Excerpt to read:
────────────────────
SEPTEMBER 4 -  BIRTHS
Stanford Moore

(source)
Born 4 Sep 1913; died 23 Aug 1982.
American biochemist, who was a co-recipient (with Christian B. Anfinsen and William H. Stein) of the 1972 Nobel Prize for Chemistry for his contribution to the understanding of the connection between chemical structure and catalytic activity of the active centre of  ribonuclease molecule, an enzyme. Enzymes are large molecules (macromolecules). The way in which an enzyme accelerates a chemical reaction involves an interaction of the reacting substance (the substrate) with only a limited part of the enzyme molecule, its active site. Moore and Stein have carried out investigations which supplement each other and have led to a complete elucidation of the sequence of amino acids in the enzyme ribonuclease.
Max Delbrück

(source)
Born 4 Sep 1906; died 9 Mar 1981.Quotes Icon
German-born U.S. biologist, a pioneer in the study of molecular genetics. He was a co-recipient (with Alfred Day Hershey and Salvador Luria), of the 1969 Nobel Prize for Physiology or Medicine for work on the replication mechanism and the genetic structure of bacteriophages (a type of virus that infects bacteria, rather than ordinary cells.)  Bacteriophages serve as models for the more complex, less approachable cells of animals and humans. This insight into the nature of viruses and of virus diseases leads to understanding the mechanism of inheritance, development growth and function of tissues and organs. 
Simon Lake

(source)
Born 4 Sep 1866; died 23 Jun 1945.
U.S. inventor whose submarine, the Argonaut, was the first to make extensive open-sea operations and to salvage cargo from sunken vessels. His career began in 1883 in his father's foundry and machine shop. At first, Lake invented equipment for surface vessels, including a steering gear, dredge and other improvement for fishing and oyster ships sailing in the Chesapeake and Delaware bays. In 1884, he built the Argonaut Jr., his first trial submersible. He was issued U.S. patent 581,213 for his submarine (20 Apr 1897). From 1886 he built the Argonaut, with a 30-hp gasoline engine, which he publicly demonstrated on 16 Dec 1897. After refitting, over several years, it sailed 2,000 miles and salvaged cargo from 30 wrecks.«
Argonaut: The Submarine Legacy of Simon Lake, by John J. Poluhowich.
────────────────────
What you need to do:
A. Answer these questions using the September 4 births text:
(i) In what year did Stanford Moore share the Nobel Prize for Chemistry?
(ii) Who shared the 1969 Nobel Prize for Physiology or Medicine with Max Delbrück?
(iii) On what date did Simon Lake publicly demonstrate the Argonaut?
B. Please shorten the paragraph of the September 4 births text that begins "German-born U.S. biologist" while keeping its main facts.
C. Write a continuation of the September 4 births text, picking up after its final line.
The stored entries that come next are from a separate source and have no connection to the September 4 births text.

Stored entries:
────────────────────
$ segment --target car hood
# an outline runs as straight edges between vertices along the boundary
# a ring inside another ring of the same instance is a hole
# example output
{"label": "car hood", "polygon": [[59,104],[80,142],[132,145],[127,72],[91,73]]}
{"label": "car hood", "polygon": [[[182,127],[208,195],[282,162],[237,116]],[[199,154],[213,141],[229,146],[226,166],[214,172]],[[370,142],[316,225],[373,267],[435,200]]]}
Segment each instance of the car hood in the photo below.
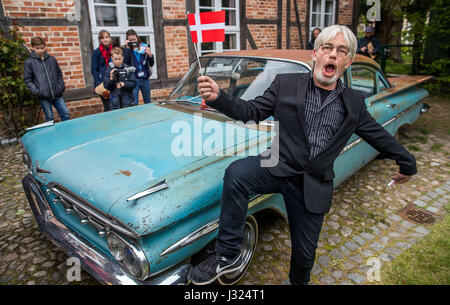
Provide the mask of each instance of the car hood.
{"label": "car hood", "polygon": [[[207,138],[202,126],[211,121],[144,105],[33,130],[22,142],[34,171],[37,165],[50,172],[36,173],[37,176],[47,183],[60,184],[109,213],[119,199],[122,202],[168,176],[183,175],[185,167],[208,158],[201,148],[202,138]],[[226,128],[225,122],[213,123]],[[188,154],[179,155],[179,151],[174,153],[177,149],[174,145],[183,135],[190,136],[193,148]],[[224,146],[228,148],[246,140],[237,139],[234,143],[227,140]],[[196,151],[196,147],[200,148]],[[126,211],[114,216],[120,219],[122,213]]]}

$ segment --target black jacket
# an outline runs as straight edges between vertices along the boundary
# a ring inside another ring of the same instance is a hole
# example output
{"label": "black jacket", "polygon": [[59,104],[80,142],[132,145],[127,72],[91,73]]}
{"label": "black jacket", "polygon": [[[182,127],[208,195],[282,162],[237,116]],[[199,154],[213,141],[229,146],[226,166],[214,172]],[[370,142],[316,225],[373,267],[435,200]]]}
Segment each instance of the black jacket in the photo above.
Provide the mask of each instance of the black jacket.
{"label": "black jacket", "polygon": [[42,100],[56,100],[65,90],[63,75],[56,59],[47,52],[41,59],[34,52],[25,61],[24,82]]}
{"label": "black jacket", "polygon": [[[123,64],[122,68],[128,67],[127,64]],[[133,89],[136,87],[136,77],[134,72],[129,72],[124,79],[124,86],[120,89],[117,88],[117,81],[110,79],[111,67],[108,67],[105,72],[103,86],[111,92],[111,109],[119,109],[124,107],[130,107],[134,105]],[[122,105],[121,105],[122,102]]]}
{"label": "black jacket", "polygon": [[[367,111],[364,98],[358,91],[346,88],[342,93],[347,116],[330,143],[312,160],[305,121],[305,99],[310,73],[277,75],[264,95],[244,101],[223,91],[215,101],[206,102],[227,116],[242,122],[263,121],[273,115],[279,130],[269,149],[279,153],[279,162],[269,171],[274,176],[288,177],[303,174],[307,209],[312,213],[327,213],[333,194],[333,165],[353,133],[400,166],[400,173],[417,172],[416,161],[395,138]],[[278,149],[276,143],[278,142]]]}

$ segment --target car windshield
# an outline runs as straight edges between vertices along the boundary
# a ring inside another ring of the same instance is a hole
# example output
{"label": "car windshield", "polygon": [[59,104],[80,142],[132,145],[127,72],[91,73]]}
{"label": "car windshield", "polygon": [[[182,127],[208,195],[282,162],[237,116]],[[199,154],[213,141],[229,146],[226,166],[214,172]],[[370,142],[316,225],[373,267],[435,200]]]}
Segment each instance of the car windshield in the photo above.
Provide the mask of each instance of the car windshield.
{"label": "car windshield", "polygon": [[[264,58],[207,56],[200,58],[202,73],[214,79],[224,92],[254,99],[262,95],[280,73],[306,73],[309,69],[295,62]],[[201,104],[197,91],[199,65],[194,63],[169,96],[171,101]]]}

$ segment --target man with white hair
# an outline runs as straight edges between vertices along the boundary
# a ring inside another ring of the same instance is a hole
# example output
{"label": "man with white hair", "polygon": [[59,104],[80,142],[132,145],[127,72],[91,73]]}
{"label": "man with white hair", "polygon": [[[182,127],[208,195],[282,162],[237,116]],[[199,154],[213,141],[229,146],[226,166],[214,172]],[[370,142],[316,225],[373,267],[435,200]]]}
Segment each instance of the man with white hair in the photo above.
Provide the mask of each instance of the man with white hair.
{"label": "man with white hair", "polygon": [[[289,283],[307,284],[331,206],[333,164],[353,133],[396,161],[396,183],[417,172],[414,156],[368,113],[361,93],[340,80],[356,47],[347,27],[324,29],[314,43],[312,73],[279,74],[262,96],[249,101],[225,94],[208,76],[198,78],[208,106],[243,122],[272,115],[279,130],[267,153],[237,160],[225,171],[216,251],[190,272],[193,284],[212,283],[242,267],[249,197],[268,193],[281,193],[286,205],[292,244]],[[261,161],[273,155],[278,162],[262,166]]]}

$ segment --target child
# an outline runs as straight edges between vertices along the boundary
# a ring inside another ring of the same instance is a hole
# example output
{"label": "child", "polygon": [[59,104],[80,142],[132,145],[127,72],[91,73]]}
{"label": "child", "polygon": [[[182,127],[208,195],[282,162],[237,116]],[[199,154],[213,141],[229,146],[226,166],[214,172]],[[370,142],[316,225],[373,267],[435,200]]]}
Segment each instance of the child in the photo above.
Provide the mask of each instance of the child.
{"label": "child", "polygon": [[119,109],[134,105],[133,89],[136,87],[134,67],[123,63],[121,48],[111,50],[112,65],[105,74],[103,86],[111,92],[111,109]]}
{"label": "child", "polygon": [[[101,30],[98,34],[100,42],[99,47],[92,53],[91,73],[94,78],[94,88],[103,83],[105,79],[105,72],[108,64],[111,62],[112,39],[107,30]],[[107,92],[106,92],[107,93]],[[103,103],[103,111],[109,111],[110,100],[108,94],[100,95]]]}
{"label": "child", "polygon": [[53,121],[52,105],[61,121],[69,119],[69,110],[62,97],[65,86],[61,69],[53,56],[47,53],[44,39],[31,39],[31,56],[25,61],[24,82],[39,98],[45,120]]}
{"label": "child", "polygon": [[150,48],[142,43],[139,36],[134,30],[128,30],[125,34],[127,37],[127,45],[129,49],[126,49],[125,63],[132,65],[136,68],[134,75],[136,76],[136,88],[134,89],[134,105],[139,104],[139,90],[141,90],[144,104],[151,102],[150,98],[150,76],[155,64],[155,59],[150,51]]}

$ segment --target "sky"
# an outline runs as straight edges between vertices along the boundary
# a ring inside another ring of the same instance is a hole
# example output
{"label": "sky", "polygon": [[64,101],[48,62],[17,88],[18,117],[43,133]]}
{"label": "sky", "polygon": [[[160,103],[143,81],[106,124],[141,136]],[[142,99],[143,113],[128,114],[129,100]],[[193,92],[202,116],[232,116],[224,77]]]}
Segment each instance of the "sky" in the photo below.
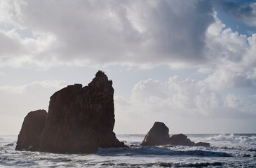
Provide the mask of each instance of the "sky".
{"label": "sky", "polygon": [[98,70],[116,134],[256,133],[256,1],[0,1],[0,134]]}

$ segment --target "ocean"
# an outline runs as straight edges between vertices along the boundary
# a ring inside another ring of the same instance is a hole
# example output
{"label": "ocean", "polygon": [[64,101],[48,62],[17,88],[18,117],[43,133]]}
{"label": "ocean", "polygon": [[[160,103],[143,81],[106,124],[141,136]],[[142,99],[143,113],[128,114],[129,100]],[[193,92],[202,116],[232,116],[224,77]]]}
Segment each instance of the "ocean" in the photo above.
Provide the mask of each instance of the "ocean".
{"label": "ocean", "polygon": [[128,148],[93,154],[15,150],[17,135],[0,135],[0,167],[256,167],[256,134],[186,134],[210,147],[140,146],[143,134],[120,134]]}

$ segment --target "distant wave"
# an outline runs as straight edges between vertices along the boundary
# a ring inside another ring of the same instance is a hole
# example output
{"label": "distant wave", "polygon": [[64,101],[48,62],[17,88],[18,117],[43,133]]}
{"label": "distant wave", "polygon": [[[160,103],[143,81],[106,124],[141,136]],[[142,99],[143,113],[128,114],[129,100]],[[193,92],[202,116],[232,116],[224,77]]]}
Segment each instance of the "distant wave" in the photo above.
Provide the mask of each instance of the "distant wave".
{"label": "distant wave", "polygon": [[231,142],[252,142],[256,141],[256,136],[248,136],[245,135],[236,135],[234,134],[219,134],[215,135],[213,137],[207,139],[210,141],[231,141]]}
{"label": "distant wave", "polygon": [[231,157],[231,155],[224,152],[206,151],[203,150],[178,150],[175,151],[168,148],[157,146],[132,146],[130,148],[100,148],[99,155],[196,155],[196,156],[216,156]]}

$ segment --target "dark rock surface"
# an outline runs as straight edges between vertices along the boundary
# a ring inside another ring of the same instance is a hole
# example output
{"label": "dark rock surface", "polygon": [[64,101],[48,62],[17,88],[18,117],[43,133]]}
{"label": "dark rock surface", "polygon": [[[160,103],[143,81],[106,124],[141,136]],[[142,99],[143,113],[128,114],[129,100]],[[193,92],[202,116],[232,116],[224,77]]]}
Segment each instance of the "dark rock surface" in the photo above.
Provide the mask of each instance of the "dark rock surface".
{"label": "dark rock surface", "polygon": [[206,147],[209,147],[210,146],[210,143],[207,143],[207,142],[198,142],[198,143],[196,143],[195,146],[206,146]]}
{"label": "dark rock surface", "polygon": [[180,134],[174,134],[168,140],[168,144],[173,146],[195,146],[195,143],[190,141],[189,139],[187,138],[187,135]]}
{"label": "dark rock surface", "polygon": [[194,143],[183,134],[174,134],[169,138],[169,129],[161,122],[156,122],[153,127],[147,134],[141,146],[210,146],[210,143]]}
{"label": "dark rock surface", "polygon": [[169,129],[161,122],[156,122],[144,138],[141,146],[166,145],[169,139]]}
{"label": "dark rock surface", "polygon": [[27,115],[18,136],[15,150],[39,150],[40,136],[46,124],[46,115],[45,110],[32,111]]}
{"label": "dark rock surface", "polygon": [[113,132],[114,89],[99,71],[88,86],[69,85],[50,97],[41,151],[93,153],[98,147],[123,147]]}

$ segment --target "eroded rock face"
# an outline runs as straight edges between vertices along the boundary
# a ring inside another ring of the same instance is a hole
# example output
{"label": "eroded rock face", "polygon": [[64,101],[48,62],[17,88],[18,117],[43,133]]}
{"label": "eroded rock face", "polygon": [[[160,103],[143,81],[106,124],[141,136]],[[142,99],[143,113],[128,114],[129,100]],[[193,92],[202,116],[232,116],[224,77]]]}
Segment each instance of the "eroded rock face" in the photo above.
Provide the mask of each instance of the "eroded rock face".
────────────────────
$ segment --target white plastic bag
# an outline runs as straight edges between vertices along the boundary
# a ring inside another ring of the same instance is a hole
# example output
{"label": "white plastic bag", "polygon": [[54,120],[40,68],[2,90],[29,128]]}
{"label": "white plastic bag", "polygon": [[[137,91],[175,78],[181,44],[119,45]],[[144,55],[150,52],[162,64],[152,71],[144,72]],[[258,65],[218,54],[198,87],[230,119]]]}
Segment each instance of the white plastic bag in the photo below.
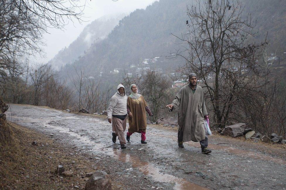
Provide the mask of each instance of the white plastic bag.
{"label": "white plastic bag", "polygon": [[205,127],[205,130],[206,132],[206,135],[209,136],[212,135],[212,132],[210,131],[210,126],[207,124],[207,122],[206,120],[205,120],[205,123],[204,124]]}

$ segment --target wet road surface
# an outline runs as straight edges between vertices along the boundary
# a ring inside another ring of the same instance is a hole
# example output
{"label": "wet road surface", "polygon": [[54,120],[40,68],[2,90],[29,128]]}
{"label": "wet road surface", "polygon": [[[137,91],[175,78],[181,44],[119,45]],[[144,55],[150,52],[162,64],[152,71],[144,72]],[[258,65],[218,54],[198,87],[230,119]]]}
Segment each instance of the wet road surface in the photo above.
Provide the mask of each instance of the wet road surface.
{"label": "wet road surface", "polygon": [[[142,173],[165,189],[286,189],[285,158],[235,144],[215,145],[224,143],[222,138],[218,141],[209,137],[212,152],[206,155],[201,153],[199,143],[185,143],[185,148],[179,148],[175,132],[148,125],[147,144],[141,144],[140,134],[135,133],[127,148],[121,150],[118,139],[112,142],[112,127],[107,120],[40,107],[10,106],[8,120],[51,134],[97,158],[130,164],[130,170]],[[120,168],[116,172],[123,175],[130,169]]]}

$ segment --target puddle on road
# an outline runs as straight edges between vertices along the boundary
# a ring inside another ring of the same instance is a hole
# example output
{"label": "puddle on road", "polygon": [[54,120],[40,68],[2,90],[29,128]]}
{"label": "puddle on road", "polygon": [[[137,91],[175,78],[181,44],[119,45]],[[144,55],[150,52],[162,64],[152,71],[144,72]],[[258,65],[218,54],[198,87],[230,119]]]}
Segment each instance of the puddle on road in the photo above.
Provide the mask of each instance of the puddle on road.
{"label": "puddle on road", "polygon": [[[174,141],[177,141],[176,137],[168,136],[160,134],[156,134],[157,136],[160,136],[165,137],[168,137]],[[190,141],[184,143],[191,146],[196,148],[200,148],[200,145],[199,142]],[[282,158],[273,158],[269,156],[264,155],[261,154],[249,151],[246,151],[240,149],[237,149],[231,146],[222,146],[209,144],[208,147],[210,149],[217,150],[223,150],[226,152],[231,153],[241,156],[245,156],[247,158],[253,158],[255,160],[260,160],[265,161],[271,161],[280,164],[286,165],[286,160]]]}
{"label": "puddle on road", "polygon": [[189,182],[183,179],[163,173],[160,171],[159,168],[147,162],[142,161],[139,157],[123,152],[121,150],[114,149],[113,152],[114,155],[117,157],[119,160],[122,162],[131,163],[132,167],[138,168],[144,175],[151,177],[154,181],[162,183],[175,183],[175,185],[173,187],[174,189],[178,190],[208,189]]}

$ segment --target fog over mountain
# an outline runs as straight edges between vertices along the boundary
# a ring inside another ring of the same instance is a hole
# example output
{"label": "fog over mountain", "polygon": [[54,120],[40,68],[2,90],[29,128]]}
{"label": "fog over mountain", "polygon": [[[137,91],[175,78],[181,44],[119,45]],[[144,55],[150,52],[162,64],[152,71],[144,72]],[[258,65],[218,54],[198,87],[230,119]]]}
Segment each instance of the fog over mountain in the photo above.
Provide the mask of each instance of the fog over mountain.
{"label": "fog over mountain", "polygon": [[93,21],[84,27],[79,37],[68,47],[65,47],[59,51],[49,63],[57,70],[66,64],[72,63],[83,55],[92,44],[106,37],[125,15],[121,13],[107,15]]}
────────────────────
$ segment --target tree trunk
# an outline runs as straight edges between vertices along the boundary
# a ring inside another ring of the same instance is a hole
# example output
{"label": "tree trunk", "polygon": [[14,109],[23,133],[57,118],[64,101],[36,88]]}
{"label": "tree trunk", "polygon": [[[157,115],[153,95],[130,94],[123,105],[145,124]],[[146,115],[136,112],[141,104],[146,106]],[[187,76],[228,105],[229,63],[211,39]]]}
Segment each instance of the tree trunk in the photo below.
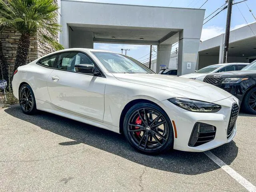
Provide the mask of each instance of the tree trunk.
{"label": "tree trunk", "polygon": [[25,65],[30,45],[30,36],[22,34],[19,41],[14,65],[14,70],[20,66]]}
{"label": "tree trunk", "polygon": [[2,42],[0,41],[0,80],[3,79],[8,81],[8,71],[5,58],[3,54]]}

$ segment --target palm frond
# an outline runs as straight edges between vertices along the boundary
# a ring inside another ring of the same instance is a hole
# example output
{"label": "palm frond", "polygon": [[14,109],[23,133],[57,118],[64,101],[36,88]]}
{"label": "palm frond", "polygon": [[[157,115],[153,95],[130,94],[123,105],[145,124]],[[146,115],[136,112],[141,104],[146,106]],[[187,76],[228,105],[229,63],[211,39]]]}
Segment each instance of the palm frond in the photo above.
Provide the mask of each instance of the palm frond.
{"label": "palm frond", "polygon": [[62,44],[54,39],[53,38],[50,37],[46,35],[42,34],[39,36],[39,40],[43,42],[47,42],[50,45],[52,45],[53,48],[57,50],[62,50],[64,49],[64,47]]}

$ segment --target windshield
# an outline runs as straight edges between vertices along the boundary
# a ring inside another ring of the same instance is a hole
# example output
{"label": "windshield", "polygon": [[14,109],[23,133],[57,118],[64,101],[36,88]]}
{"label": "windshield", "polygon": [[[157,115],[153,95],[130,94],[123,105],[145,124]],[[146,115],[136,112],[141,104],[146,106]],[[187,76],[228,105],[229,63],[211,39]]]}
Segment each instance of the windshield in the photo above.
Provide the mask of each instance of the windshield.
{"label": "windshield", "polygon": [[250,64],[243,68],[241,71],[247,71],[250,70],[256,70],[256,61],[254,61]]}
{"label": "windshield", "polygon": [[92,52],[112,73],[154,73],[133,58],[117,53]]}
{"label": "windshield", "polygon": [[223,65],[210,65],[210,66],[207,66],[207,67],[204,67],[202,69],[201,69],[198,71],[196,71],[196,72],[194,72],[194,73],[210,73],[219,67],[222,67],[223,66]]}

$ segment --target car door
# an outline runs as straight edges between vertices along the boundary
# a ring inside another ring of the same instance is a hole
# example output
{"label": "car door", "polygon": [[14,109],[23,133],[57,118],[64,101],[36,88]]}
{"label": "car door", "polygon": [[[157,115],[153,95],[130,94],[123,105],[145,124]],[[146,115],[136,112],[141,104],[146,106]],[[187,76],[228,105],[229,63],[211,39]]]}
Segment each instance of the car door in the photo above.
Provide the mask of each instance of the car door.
────────────────────
Task results:
A.
(i) 1972
(ii) Alfred Day Hershey and Salvador Luria
(iii) 16 Dec 1897

B. Max Delbrück was a German-born U.S. biologist and a pioneer of molecular genetics. With Alfred Day Hershey and Salvador Luria, he shared the 1969 Nobel Prize for Physiology or Medicine for work on the replication mechanism and genetic structure of bacteriophages, which are viruses that infect bacteria. Bacteriophages serve as models for the more complex cells of animals and humans. Insight into viruses leads to an understanding of inheritance and of how tissues and organs develop, grow and function.

C.
Lewis Latimer

(source)
Born 4 Sep 1848; died 11 Dec 1928.
Lewis Howard Latimer was a Black-American inventor who contributed to electrical technology. After joining a Boston firm of patent solicitors as an office boy, he taught himself drafting and eventually rose in the mid-1870's to the position of chief draftman. Meanwhile, he was issued his first patent for his invention of a water-closet for railroad cars. In 1880, he moved to be draftsman and private secretary to Hiram Stevens Maxim of the U.S. Lighting Co. where he took charge of the installation of commercial incandescent lighting systems. He patented his carbon filament lamp improvements and other inventions. By 1883, he was working for the Edison Electric Light Co., where his expertise with patents was recognised with a position with its new legal department in 1889.« 
The Inventive Spirit of African Americans: Patented Ingenuity, by Patricia Carter Sluby.
Daniel H. Burnham

(source)
Born 4 Sep 1846; died 1 Jun 1912.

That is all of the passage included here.